• _Do this_
Extract the complete listing and output it unchanged.

-- -- --

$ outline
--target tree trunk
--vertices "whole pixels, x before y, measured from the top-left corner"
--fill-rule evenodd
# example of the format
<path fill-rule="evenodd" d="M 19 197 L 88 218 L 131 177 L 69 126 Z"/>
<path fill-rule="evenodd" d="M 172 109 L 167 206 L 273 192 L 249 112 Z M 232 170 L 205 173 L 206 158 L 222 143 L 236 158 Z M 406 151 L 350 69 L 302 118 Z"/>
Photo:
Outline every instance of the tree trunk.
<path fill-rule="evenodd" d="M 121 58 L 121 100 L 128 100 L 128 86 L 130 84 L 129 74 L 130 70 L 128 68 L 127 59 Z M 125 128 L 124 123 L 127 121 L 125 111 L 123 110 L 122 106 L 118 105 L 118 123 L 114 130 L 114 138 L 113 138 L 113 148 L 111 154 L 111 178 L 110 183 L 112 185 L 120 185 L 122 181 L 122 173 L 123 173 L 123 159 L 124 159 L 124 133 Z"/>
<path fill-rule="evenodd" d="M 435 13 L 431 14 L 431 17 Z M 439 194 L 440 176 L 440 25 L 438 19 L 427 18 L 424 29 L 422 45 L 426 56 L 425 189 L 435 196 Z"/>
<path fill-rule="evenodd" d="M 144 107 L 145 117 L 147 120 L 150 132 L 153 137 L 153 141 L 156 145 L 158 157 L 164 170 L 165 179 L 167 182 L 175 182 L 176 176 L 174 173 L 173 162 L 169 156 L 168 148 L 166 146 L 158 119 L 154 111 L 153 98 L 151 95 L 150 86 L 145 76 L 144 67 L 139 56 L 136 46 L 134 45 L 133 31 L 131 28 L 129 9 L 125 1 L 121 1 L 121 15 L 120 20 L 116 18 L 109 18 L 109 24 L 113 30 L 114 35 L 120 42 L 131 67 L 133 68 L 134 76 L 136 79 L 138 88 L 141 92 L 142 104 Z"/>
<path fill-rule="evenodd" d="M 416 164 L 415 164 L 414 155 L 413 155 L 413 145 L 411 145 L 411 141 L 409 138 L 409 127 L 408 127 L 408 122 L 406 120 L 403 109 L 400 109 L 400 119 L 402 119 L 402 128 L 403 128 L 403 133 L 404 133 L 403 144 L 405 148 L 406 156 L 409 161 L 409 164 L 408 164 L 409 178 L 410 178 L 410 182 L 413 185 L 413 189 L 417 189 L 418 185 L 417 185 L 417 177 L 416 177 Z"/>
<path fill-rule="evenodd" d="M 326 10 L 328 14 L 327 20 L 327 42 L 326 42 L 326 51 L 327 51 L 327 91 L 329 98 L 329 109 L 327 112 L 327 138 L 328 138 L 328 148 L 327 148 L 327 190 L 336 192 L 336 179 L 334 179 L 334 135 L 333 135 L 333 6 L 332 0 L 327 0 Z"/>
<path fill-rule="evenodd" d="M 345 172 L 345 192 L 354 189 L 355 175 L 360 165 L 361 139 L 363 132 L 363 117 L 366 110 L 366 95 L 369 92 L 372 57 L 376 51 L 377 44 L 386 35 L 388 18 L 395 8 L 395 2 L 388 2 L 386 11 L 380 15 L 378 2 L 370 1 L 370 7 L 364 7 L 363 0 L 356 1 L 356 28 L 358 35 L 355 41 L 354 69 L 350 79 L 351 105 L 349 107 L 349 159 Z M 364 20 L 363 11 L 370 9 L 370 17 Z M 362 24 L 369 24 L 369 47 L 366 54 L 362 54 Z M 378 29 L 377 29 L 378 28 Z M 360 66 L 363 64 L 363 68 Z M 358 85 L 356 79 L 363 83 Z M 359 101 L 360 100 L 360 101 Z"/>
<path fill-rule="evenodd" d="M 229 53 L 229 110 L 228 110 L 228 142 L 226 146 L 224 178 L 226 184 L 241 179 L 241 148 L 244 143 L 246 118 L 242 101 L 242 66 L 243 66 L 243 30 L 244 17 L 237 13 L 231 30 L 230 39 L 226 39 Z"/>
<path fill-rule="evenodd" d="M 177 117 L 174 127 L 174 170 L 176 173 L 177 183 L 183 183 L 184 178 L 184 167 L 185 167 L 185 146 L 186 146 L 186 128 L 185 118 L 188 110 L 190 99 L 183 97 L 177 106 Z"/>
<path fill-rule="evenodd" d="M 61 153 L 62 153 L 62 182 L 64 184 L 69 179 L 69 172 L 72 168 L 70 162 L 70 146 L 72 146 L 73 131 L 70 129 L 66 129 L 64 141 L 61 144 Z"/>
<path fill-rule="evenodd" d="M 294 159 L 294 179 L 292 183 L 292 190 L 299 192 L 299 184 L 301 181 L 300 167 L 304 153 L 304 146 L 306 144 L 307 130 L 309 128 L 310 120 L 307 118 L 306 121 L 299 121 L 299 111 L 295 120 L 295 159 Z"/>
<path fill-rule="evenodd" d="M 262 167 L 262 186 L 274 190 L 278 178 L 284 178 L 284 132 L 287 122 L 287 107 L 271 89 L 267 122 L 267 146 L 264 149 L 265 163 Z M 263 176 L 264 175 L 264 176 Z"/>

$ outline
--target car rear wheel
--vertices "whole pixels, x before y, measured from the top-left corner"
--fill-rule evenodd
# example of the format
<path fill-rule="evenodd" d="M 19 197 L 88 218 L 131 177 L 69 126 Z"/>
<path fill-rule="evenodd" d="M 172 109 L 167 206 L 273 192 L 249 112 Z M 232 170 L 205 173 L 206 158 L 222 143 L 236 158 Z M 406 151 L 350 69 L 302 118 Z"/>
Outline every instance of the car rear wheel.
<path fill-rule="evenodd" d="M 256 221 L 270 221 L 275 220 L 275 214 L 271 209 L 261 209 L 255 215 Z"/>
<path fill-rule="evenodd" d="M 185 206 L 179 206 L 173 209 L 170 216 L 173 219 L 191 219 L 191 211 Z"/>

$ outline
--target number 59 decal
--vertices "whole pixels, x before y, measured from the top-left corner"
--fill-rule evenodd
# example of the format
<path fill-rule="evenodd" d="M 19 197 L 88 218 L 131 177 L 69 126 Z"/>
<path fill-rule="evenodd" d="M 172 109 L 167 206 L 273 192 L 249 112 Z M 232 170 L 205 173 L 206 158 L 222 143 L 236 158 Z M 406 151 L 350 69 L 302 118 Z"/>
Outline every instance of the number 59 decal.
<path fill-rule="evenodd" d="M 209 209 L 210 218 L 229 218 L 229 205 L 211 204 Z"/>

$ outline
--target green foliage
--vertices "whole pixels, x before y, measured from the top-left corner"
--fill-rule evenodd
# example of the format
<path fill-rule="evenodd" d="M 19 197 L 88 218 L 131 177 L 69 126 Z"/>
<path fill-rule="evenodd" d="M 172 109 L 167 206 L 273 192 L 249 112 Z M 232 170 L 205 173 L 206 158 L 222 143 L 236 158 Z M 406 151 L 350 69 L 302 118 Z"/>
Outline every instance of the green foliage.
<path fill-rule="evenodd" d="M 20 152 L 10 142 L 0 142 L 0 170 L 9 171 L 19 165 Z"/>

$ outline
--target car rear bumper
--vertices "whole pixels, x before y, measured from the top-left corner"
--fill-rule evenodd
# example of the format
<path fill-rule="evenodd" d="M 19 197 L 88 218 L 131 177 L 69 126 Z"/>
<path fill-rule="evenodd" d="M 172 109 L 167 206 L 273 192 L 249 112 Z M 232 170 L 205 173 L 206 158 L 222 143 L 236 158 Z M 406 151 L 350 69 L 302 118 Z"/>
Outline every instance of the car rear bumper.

-- -- --

• _Answer to this exercise_
$ outline
--target tree trunk
--vertices "whole pixels, x before y, measured from the top-left corner"
--fill-rule evenodd
# example of the format
<path fill-rule="evenodd" d="M 19 197 L 88 218 L 131 177 L 69 126 Z"/>
<path fill-rule="evenodd" d="M 172 109 L 167 206 L 273 192 L 249 112 Z M 232 170 L 205 173 L 206 158 L 222 143 L 236 158 Z M 406 151 L 350 69 L 302 118 Z"/>
Photo:
Outline every instance of the tree trunk.
<path fill-rule="evenodd" d="M 121 58 L 121 100 L 128 100 L 128 86 L 130 84 L 129 74 L 130 70 L 128 68 L 127 59 Z M 125 128 L 124 123 L 127 121 L 125 111 L 123 110 L 122 106 L 118 105 L 118 123 L 114 130 L 114 138 L 113 138 L 113 148 L 111 154 L 111 178 L 110 183 L 112 185 L 120 185 L 122 181 L 122 173 L 123 173 L 123 159 L 124 159 L 124 133 Z"/>
<path fill-rule="evenodd" d="M 435 13 L 431 14 L 431 17 Z M 439 194 L 440 176 L 440 25 L 438 19 L 427 18 L 424 29 L 422 45 L 426 56 L 425 189 L 435 196 Z"/>
<path fill-rule="evenodd" d="M 144 107 L 145 117 L 147 120 L 150 132 L 153 137 L 153 141 L 156 145 L 158 157 L 164 170 L 165 179 L 167 182 L 175 182 L 176 176 L 174 173 L 173 162 L 169 156 L 168 148 L 166 146 L 158 119 L 154 111 L 153 98 L 151 95 L 150 86 L 145 76 L 144 67 L 139 56 L 136 46 L 134 45 L 133 31 L 131 28 L 129 9 L 125 1 L 121 1 L 121 15 L 120 20 L 116 18 L 109 18 L 109 24 L 113 30 L 114 35 L 120 42 L 131 67 L 133 68 L 134 76 L 136 79 L 138 88 L 141 92 L 142 104 Z"/>
<path fill-rule="evenodd" d="M 416 164 L 415 164 L 414 155 L 413 155 L 413 145 L 411 145 L 411 141 L 409 138 L 409 127 L 408 127 L 408 122 L 406 120 L 403 109 L 400 109 L 400 119 L 402 119 L 402 128 L 403 128 L 403 133 L 404 133 L 403 144 L 405 148 L 406 156 L 409 161 L 409 164 L 408 164 L 409 178 L 410 178 L 410 182 L 413 185 L 413 189 L 417 189 L 418 185 L 417 185 L 417 177 L 416 177 Z"/>
<path fill-rule="evenodd" d="M 326 10 L 328 14 L 327 20 L 327 42 L 326 42 L 326 51 L 327 51 L 327 91 L 329 98 L 329 109 L 327 112 L 327 138 L 328 138 L 328 148 L 327 148 L 327 190 L 336 192 L 336 179 L 334 179 L 334 135 L 333 135 L 333 6 L 332 0 L 327 0 Z"/>
<path fill-rule="evenodd" d="M 345 172 L 345 192 L 354 189 L 355 175 L 360 165 L 361 139 L 363 132 L 363 117 L 366 110 L 366 95 L 369 92 L 372 57 L 376 51 L 377 44 L 386 35 L 388 18 L 395 8 L 395 2 L 388 2 L 386 11 L 380 15 L 378 2 L 370 1 L 370 7 L 364 7 L 363 0 L 356 1 L 356 28 L 358 35 L 355 41 L 354 69 L 350 79 L 351 105 L 349 107 L 349 159 Z M 364 20 L 363 11 L 370 9 L 370 17 Z M 362 24 L 369 24 L 369 47 L 366 54 L 362 54 Z M 378 29 L 377 29 L 378 28 Z M 360 66 L 363 64 L 363 68 Z M 358 85 L 356 79 L 363 83 Z M 359 101 L 360 100 L 360 101 Z"/>
<path fill-rule="evenodd" d="M 229 53 L 229 110 L 228 110 L 228 142 L 226 146 L 224 178 L 226 184 L 241 179 L 241 148 L 244 143 L 246 118 L 242 101 L 242 66 L 243 66 L 243 30 L 244 17 L 237 13 L 231 30 L 230 39 L 226 39 Z"/>
<path fill-rule="evenodd" d="M 177 117 L 174 127 L 174 170 L 176 173 L 177 183 L 183 183 L 184 178 L 184 167 L 185 167 L 185 146 L 186 146 L 186 128 L 185 118 L 188 110 L 190 99 L 183 97 L 177 106 Z"/>
<path fill-rule="evenodd" d="M 61 153 L 62 153 L 62 182 L 64 184 L 69 179 L 69 172 L 72 168 L 70 162 L 70 146 L 72 146 L 73 131 L 70 129 L 66 129 L 64 141 L 61 144 Z"/>
<path fill-rule="evenodd" d="M 294 159 L 294 179 L 292 183 L 292 190 L 299 192 L 299 184 L 301 181 L 300 167 L 304 153 L 304 146 L 306 144 L 307 130 L 309 128 L 310 120 L 307 118 L 306 121 L 299 121 L 299 111 L 295 120 L 295 159 Z"/>
<path fill-rule="evenodd" d="M 262 167 L 262 186 L 274 190 L 278 178 L 284 178 L 284 132 L 287 122 L 287 107 L 271 89 L 267 122 L 267 146 L 264 149 L 265 163 Z M 263 176 L 264 175 L 264 176 Z"/>

$ outline
--target car rear wheel
--vertices "whole pixels, x before y, measured from the top-left corner"
--fill-rule evenodd
# example of the format
<path fill-rule="evenodd" d="M 19 197 L 88 218 L 131 177 L 69 126 Z"/>
<path fill-rule="evenodd" d="M 172 109 L 167 206 L 273 192 L 249 112 Z M 232 170 L 205 173 L 206 158 L 222 143 L 236 158 Z M 406 151 L 350 69 L 302 118 Z"/>
Outline every instance of the car rear wheel.
<path fill-rule="evenodd" d="M 256 221 L 270 221 L 275 220 L 275 214 L 271 209 L 261 209 L 255 215 Z"/>
<path fill-rule="evenodd" d="M 185 206 L 179 206 L 173 209 L 170 216 L 173 219 L 191 219 L 191 211 Z"/>

$ outline
--target number 59 decal
--vertices "whole pixels, x before y, measured from the top-left corner"
--fill-rule evenodd
# example of the format
<path fill-rule="evenodd" d="M 19 197 L 88 218 L 131 177 L 69 126 Z"/>
<path fill-rule="evenodd" d="M 172 109 L 167 206 L 273 192 L 249 112 Z M 232 170 L 205 173 L 206 158 L 222 143 L 236 158 Z M 406 151 L 350 69 L 302 118 Z"/>
Outline every instance of the number 59 decal.
<path fill-rule="evenodd" d="M 209 209 L 210 218 L 229 218 L 229 205 L 211 204 Z"/>

$ outline
--target green foliage
--vertices "whole pixels, x before y, measured from the top-left corner"
--fill-rule evenodd
# example of the format
<path fill-rule="evenodd" d="M 19 197 L 88 218 L 131 177 L 69 126 Z"/>
<path fill-rule="evenodd" d="M 172 109 L 167 206 L 273 192 L 249 112 Z M 232 170 L 205 173 L 206 158 L 222 143 L 236 158 Z M 406 151 L 350 69 L 302 118 Z"/>
Outline every instance of the green foliage.
<path fill-rule="evenodd" d="M 20 152 L 10 142 L 0 142 L 0 170 L 9 171 L 19 165 Z"/>

$ outline
--target car rear bumper
--vertices "whole pixels, x before y, measured from the top-left corner"
--fill-rule evenodd
# example of the format
<path fill-rule="evenodd" d="M 19 197 L 88 218 L 131 177 L 69 126 Z"/>
<path fill-rule="evenodd" d="M 172 109 L 167 206 L 273 192 L 249 112 Z M 232 170 L 205 173 L 206 158 L 222 143 L 236 158 Z M 406 151 L 350 69 L 302 118 Z"/>
Outline every instance of the car rear bumper.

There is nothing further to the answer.